%%

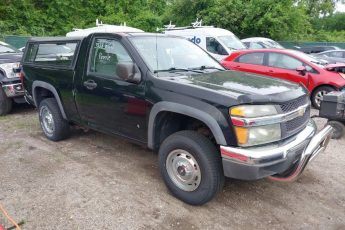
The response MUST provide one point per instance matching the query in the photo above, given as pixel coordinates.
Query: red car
(290, 65)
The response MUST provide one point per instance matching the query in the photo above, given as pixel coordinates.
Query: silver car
(332, 56)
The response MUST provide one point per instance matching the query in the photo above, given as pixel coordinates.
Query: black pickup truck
(11, 89)
(168, 94)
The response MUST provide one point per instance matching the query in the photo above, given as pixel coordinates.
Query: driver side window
(105, 55)
(283, 61)
(213, 46)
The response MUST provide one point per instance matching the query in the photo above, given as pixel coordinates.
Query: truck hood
(10, 57)
(239, 86)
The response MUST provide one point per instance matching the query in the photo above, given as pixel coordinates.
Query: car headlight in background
(7, 68)
(249, 134)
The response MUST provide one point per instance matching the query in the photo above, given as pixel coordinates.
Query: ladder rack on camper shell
(194, 25)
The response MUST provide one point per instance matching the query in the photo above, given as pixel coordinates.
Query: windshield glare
(232, 42)
(272, 44)
(7, 49)
(164, 53)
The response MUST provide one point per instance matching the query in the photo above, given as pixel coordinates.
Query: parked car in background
(10, 86)
(290, 65)
(332, 56)
(261, 43)
(216, 41)
(316, 49)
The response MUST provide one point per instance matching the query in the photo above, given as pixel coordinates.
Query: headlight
(248, 134)
(7, 68)
(251, 111)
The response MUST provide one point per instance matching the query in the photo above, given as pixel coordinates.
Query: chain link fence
(293, 45)
(20, 41)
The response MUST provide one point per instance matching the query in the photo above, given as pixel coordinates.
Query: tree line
(294, 20)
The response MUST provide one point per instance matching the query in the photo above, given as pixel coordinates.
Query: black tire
(339, 129)
(208, 159)
(5, 103)
(59, 129)
(315, 96)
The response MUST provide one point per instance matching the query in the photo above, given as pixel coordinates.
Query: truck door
(107, 102)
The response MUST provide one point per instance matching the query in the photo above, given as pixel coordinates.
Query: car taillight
(21, 77)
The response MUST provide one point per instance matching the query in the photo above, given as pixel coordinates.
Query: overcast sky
(340, 7)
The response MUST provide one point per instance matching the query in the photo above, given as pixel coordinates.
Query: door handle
(90, 84)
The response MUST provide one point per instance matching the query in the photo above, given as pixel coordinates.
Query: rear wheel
(5, 103)
(317, 95)
(191, 167)
(54, 126)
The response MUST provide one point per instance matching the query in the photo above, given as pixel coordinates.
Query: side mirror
(128, 72)
(302, 70)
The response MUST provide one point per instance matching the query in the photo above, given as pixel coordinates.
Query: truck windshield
(172, 53)
(232, 42)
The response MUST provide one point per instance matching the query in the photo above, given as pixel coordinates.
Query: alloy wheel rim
(183, 170)
(47, 120)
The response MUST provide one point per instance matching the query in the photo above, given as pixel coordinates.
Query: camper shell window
(52, 53)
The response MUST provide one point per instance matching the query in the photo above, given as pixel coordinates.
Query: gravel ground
(94, 181)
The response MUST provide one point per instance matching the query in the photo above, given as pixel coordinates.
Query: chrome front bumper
(13, 90)
(275, 160)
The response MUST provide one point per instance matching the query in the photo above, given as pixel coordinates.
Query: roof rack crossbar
(194, 25)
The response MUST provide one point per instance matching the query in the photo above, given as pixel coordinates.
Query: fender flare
(185, 110)
(51, 88)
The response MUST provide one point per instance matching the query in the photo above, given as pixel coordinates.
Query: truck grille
(293, 126)
(294, 104)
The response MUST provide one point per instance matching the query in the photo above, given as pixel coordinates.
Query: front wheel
(191, 167)
(54, 126)
(317, 95)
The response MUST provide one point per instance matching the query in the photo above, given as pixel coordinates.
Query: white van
(100, 27)
(216, 41)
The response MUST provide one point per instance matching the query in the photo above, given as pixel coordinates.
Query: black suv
(169, 95)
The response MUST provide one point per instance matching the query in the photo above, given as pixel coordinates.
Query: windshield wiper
(173, 69)
(203, 67)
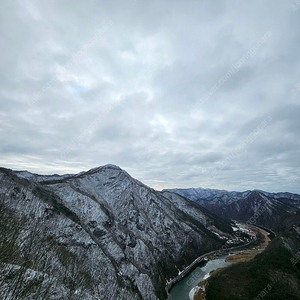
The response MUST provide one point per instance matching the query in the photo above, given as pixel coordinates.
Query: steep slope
(97, 235)
(257, 207)
(273, 274)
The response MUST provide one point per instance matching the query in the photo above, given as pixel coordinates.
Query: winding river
(181, 289)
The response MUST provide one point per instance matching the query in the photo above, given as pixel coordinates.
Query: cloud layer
(175, 93)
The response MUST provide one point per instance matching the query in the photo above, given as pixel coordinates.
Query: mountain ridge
(101, 219)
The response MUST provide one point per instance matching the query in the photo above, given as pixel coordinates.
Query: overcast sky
(178, 93)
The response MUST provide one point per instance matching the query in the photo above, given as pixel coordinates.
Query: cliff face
(97, 235)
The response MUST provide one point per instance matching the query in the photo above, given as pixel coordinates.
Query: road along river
(186, 287)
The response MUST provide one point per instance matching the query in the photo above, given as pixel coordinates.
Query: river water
(180, 290)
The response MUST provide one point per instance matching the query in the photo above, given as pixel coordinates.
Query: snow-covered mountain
(99, 234)
(257, 207)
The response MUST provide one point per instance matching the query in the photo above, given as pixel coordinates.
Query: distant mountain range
(99, 234)
(257, 207)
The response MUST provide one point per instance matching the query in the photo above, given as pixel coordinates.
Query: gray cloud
(139, 84)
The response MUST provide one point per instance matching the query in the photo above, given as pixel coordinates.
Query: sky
(178, 93)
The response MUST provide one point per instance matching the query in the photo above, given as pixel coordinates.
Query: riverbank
(213, 254)
(198, 293)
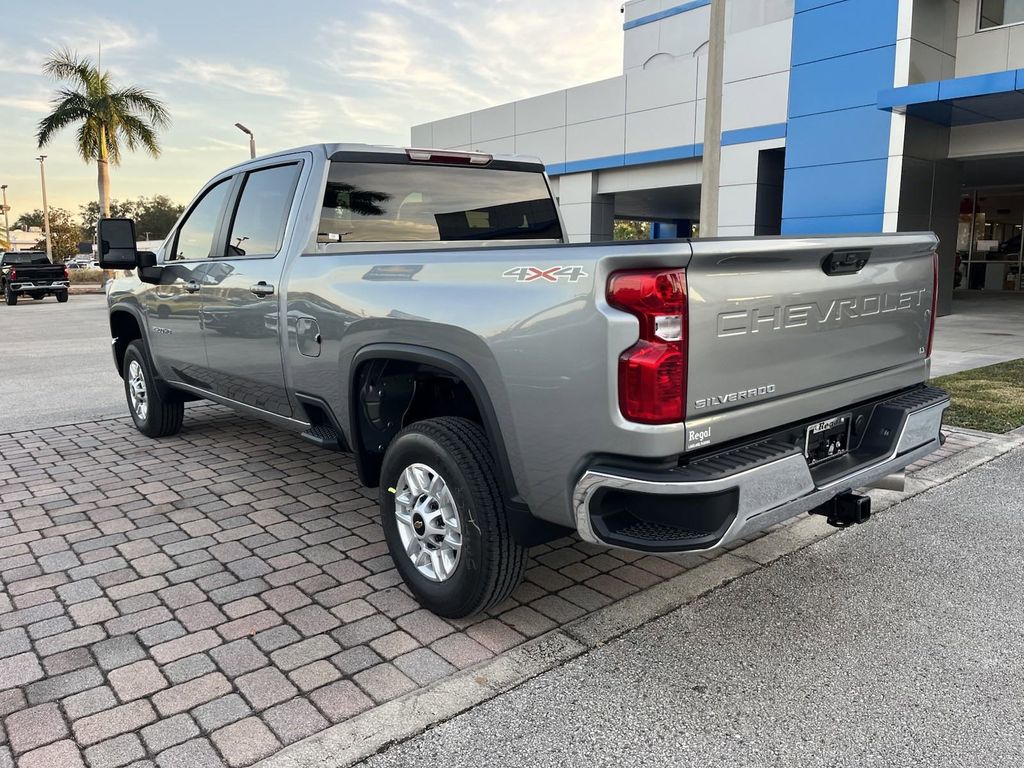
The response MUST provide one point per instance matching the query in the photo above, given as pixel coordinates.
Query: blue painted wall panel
(842, 189)
(843, 28)
(837, 138)
(812, 86)
(842, 136)
(835, 224)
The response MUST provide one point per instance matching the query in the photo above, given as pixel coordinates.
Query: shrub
(85, 275)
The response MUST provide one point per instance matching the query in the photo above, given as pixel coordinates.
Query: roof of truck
(330, 150)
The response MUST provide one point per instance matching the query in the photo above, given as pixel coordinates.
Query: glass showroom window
(999, 13)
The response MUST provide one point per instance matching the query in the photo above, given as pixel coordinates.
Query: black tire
(491, 563)
(162, 417)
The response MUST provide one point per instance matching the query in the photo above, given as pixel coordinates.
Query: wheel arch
(442, 360)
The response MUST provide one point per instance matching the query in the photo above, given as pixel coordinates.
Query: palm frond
(138, 133)
(69, 107)
(142, 101)
(66, 65)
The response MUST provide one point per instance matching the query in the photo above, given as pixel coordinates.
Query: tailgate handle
(845, 262)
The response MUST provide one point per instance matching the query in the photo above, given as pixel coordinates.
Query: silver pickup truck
(421, 309)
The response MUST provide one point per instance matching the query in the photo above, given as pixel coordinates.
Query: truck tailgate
(782, 330)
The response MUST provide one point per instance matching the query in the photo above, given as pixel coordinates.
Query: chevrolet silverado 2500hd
(421, 309)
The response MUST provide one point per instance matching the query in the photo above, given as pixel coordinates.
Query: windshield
(25, 258)
(391, 203)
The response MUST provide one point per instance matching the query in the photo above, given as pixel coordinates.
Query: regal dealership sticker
(697, 437)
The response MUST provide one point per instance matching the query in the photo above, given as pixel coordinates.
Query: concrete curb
(376, 729)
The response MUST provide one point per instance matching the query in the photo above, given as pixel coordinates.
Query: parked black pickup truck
(31, 273)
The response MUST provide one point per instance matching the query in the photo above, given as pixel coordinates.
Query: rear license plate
(827, 439)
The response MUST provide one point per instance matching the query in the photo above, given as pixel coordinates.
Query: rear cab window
(411, 203)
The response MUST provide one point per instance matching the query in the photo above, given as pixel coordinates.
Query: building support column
(589, 216)
(712, 160)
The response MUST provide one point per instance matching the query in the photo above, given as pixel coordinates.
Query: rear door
(241, 295)
(783, 329)
(173, 305)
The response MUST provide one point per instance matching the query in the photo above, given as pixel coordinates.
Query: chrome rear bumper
(765, 494)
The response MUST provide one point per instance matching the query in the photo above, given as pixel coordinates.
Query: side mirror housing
(147, 269)
(116, 244)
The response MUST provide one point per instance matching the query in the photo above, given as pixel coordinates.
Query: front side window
(399, 203)
(258, 228)
(195, 239)
(1000, 12)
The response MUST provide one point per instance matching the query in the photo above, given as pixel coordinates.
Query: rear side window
(258, 228)
(395, 203)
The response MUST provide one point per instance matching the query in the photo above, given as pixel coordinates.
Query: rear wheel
(444, 519)
(154, 415)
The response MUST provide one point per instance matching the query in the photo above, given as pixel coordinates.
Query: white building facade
(838, 116)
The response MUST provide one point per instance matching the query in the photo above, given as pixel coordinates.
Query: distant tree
(154, 215)
(28, 220)
(108, 118)
(65, 236)
(630, 229)
(91, 213)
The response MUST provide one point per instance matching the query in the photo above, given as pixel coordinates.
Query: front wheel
(444, 519)
(154, 415)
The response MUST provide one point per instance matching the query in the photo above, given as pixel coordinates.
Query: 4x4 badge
(551, 274)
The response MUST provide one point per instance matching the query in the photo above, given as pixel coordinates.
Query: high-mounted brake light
(451, 158)
(935, 301)
(652, 372)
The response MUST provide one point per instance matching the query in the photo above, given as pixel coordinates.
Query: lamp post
(6, 224)
(46, 207)
(252, 139)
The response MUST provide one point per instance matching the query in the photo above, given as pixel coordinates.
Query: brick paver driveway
(209, 598)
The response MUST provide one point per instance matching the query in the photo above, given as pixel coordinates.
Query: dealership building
(848, 116)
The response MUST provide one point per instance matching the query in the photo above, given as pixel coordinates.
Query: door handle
(261, 289)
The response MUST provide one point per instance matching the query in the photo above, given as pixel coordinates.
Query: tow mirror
(116, 240)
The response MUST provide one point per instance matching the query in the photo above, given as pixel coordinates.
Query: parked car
(422, 309)
(31, 273)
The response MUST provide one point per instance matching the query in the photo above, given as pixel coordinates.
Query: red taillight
(935, 301)
(652, 372)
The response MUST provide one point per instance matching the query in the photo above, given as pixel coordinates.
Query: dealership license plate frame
(820, 432)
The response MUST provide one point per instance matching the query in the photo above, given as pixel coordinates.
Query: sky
(295, 73)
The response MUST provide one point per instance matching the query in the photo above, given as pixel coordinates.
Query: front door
(242, 292)
(174, 305)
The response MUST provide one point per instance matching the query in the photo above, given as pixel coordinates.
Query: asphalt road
(896, 643)
(56, 364)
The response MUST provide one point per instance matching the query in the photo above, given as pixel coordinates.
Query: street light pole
(6, 224)
(252, 139)
(46, 207)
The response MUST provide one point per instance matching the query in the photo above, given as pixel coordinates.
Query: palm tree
(108, 118)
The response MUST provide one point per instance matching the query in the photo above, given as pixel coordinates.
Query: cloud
(257, 80)
(404, 64)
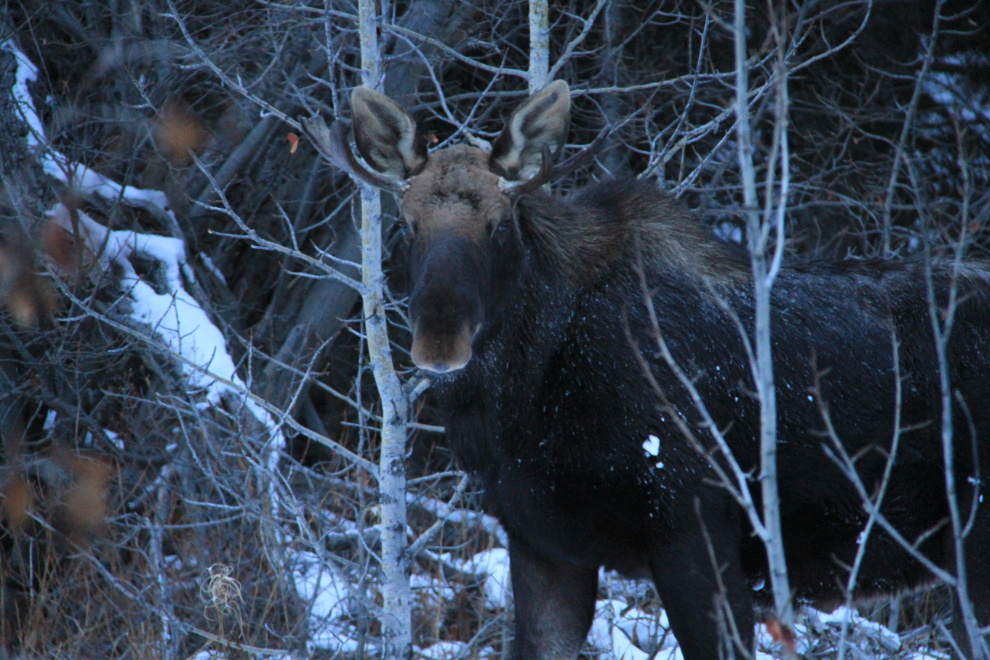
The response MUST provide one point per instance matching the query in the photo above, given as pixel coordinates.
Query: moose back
(529, 312)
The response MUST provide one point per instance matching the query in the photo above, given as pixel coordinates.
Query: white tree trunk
(396, 593)
(539, 45)
(757, 236)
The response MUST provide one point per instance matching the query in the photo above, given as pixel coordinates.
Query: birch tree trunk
(397, 619)
(539, 45)
(757, 234)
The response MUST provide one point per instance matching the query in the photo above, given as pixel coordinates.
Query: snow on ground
(620, 631)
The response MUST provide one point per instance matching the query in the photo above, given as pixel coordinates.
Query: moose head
(457, 212)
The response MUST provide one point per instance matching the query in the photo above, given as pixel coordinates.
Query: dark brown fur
(530, 314)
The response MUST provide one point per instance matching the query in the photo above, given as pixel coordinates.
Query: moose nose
(445, 320)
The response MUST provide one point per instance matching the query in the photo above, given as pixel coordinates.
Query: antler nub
(333, 145)
(550, 173)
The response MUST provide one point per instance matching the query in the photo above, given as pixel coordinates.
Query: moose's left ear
(542, 121)
(386, 135)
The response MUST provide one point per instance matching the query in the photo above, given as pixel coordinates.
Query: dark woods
(139, 518)
(530, 312)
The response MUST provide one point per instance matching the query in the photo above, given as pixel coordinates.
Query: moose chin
(532, 312)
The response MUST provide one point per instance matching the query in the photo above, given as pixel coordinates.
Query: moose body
(531, 314)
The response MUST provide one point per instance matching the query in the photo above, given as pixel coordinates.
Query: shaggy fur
(531, 313)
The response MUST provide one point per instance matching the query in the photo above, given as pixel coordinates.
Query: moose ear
(542, 121)
(386, 135)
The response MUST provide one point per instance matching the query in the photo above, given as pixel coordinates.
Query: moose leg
(694, 596)
(555, 603)
(977, 573)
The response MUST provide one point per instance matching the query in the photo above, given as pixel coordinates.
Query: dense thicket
(124, 489)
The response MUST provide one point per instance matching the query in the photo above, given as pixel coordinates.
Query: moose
(529, 313)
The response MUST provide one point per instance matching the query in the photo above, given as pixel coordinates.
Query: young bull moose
(522, 308)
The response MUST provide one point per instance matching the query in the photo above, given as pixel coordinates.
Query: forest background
(189, 409)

%%

Starting from the line with "Query: moose ear", write out every remaining line of the data above exactly, the final line included, and nothing before it.

ANSWER SPACE:
Query: moose ear
(542, 121)
(386, 135)
The response MUST provide one point per instance matching the query in the photo above, given as pixel coordinates.
Query: moose leg
(694, 596)
(555, 603)
(977, 573)
The response MUST provide one point per instance matching the query in the photo above, given as pixel coordinates.
Query: dense thicket
(124, 489)
The response MUST provide one point per instance matching the query in the photo above, given as pixel coordinates.
Query: moose
(529, 313)
The response MUST provide one point per instance matching the query in the photo above, given as pixel coordinates.
Query: young bull moose
(522, 308)
The response MUST provide one point per instance matching the query in the photo above, given as pixel coordinates.
Query: forest background
(189, 409)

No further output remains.